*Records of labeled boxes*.
_ _ _
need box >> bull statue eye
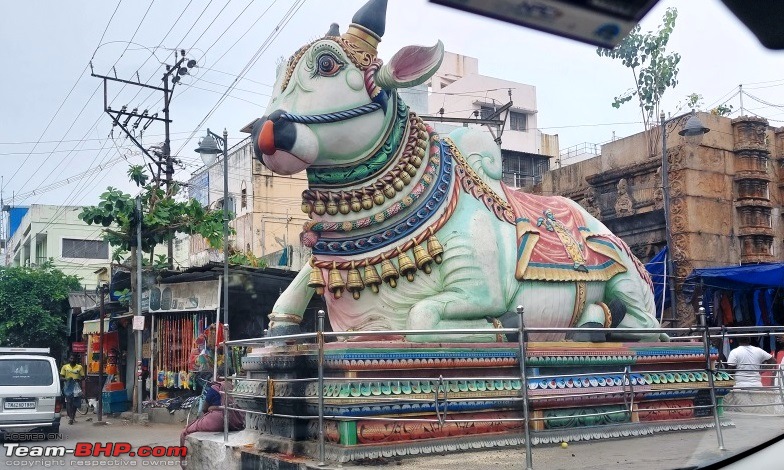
[318,53,345,77]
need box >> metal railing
[219,306,784,469]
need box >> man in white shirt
[727,336,775,388]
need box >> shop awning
[82,313,133,335]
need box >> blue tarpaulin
[684,263,784,290]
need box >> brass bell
[384,184,397,199]
[397,248,416,282]
[360,194,374,211]
[351,196,362,212]
[327,199,338,215]
[308,260,325,295]
[338,199,351,215]
[365,264,381,294]
[327,262,346,299]
[346,261,365,300]
[381,258,400,288]
[414,245,433,274]
[427,231,444,264]
[313,199,327,215]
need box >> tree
[79,165,228,312]
[0,262,81,357]
[678,93,732,116]
[596,8,681,155]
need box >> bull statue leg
[267,265,315,336]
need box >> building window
[509,111,528,131]
[215,195,237,217]
[63,238,109,259]
[240,181,248,209]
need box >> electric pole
[90,49,196,269]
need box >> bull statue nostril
[251,109,297,159]
[256,121,277,155]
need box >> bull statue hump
[252,0,666,342]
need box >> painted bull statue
[252,0,659,342]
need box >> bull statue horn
[343,0,387,57]
[351,0,387,40]
[376,41,444,90]
[324,23,340,37]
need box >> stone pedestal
[232,342,733,462]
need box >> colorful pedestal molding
[232,342,733,462]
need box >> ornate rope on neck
[302,112,437,215]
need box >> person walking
[727,336,775,388]
[60,354,84,424]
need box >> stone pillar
[732,116,780,264]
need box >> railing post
[316,310,326,467]
[697,302,726,450]
[623,366,634,423]
[517,305,534,470]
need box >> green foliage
[0,262,81,357]
[79,165,233,258]
[678,93,732,116]
[596,8,681,125]
[229,251,267,268]
[711,104,732,116]
[678,93,705,110]
[112,289,132,307]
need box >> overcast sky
[0,0,784,215]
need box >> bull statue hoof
[570,321,607,343]
[266,325,302,344]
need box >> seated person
[180,382,245,462]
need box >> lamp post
[196,129,229,442]
[659,111,710,324]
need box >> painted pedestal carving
[234,342,733,462]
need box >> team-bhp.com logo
[5,442,188,458]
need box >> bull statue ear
[376,41,444,90]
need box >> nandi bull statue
[252,0,659,342]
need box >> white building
[8,204,111,290]
[398,52,558,187]
[188,138,309,269]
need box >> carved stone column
[732,116,778,264]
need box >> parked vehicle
[0,348,63,435]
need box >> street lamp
[659,111,710,319]
[196,128,229,442]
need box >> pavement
[0,414,184,470]
[0,413,784,470]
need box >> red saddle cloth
[503,185,626,281]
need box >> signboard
[142,281,220,313]
[188,170,210,207]
[430,0,658,48]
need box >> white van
[0,348,63,436]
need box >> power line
[176,0,307,160]
[90,0,122,60]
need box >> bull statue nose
[257,121,276,155]
[252,109,297,155]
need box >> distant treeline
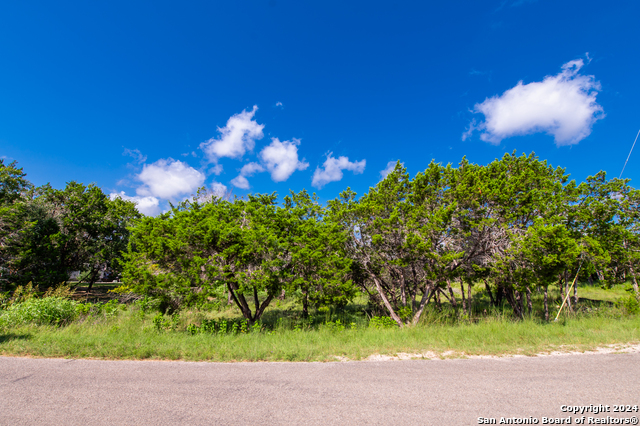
_ _ _
*Instruction*. Return each line of the entries above word for word, leaving out the pictures.

*Solution to the exercise*.
need box >> bull statue eye
[318,53,345,77]
need box >> metal railing
[219,306,784,469]
need box >> man in white shirt
[727,336,775,388]
need box >> shop awning
[82,313,133,335]
need box >> blue tarpaulin
[684,263,784,290]
need box >> brass bell
[384,184,397,199]
[397,248,416,282]
[360,194,374,211]
[351,196,362,212]
[327,199,338,215]
[308,260,325,295]
[338,199,351,215]
[365,264,381,294]
[327,262,346,299]
[346,261,365,300]
[381,258,400,288]
[414,245,433,274]
[427,231,444,264]
[313,199,327,215]
need box >> tree
[79,165,228,312]
[0,262,81,357]
[678,93,732,116]
[596,8,681,155]
need box >> bull statue leg
[267,265,315,336]
need box >> building window
[509,111,528,131]
[215,195,237,217]
[63,238,109,259]
[240,181,248,209]
need box >> electric pole
[90,49,196,269]
need box >> bull statue nostril
[251,109,297,159]
[256,121,277,155]
need box >> bull statue hump
[252,0,666,342]
need box >> painted bull statue
[252,0,659,342]
need box >> bull statue horn
[343,0,387,57]
[351,0,387,40]
[376,41,444,90]
[324,23,340,37]
need box >> stone pedestal
[232,342,733,462]
need box >> colorful pedestal molding
[232,342,733,462]
need box >> ornate rope on neck
[302,112,437,215]
need box >> person walking
[727,336,775,388]
[60,354,84,424]
need box >> stone pillar
[732,116,780,264]
need box >> railing post
[316,310,326,467]
[697,302,726,450]
[623,366,634,423]
[517,305,534,470]
need box >> green foliage
[0,262,81,357]
[79,165,233,258]
[678,93,732,116]
[596,8,681,125]
[229,251,267,268]
[711,104,732,116]
[678,93,705,110]
[112,289,132,307]
need box >> overcast sky
[0,0,784,215]
need box >> bull statue hoof
[570,321,607,343]
[266,325,302,344]
need box >> seated person
[180,382,245,462]
need box >> lamp post
[196,129,229,442]
[659,111,710,324]
need box >> painted pedestal carving
[234,342,733,462]
need box >> team-bhp.com logo
[5,442,188,458]
need box >> bull statue ear
[376,41,444,90]
need box >> nandi bull statue
[252,0,659,342]
need box >> white building
[8,204,111,290]
[398,52,558,187]
[188,138,309,269]
need box >> carved stone column
[732,116,778,264]
need box >> parked vehicle
[0,348,63,435]
need box >> street lamp
[659,111,710,319]
[196,128,229,442]
need box >> pavement
[0,414,184,470]
[0,413,784,470]
need box >> red saddle cloth
[503,185,626,281]
need box >> signboard
[142,281,220,313]
[188,170,210,207]
[430,0,658,48]
need box >> white van
[0,348,63,436]
need box >> power line
[176,0,307,160]
[90,0,122,60]
need box >> bull statue nose
[257,121,276,155]
[252,109,297,155]
need box >> distant treeline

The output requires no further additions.